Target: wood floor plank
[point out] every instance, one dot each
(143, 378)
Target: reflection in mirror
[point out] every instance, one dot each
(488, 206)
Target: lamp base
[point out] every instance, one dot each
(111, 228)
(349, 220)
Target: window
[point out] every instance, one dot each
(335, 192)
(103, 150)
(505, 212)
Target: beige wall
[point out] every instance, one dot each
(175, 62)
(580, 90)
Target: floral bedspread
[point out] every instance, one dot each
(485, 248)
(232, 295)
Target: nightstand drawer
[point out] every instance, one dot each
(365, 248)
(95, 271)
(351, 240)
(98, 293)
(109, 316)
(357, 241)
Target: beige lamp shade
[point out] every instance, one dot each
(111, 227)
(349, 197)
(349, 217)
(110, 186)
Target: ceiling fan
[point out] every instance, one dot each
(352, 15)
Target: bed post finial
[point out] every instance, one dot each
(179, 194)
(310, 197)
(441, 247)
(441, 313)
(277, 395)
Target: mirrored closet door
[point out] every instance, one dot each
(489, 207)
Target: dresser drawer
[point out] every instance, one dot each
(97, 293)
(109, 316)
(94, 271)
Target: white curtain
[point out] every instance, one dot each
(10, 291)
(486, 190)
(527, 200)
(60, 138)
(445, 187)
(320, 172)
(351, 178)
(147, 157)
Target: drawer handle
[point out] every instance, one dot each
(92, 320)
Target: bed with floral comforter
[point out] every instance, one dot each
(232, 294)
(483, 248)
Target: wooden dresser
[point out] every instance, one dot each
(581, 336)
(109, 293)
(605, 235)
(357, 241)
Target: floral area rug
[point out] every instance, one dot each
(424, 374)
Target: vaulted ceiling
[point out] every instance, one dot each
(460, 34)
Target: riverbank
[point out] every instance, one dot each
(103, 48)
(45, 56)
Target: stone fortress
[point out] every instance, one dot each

§

# Task goal:
Swap "instance" for "occurrence" everywhere in the records and give them again with nothing else changed.

# The solution:
Target: wood floor plank
[point out] every occurrence, one dot each
(143, 378)
Target: reflection in mirror
[point out] every occurrence, one dot each
(488, 206)
Target: lamp base
[point out] every occurrence, one dot each
(111, 228)
(349, 220)
Target: window
[point out] every occurrence, one dot each
(335, 192)
(103, 150)
(505, 212)
Target: beige wall
[point out] every occurrence, one dot each
(175, 62)
(580, 90)
Target: floral bedspread
[point out] every occurrence, one dot each
(485, 248)
(232, 295)
Target: nightstand drawer
[point out] every occurrence, one dot each
(365, 248)
(95, 271)
(351, 240)
(98, 293)
(109, 316)
(357, 241)
Target: beige lamp shade
[point out] every occurrence, one dot each
(111, 227)
(349, 197)
(349, 217)
(110, 186)
Target: ceiling fan
[point out] every occurrence, one dot each
(352, 15)
Target: bed post finial
[point out] every occurrence, one dot each
(179, 194)
(310, 197)
(441, 247)
(441, 313)
(277, 395)
Target: mirrored closet door
[point out] every occurrence, one dot each
(489, 207)
Target: dresser drawer
[point out] every occurrence, one dot each
(97, 293)
(109, 316)
(94, 271)
Target: white curtain
[point out] every occurrence, one dot each
(10, 291)
(486, 190)
(527, 200)
(60, 138)
(445, 187)
(320, 172)
(351, 178)
(147, 157)
Target: drawer handle
[point out] every occurrence, one dot each
(92, 320)
Target: bed with floral comforter
[point out] every occurrence, one dot each
(232, 294)
(483, 248)
Target: wooden dresser
[point out] every occurrence, one dot each
(581, 336)
(109, 293)
(605, 235)
(357, 241)
Target: floral area rug
[point out] every occurrence, one dot each
(424, 374)
Target: vaulted ceiling
[point out] every occurrence, one dot each
(460, 34)
Target: riverbank
[point out] every occurrence, one dot each
(103, 48)
(45, 56)
Target: stone fortress
[point out] every occurrence, one dot each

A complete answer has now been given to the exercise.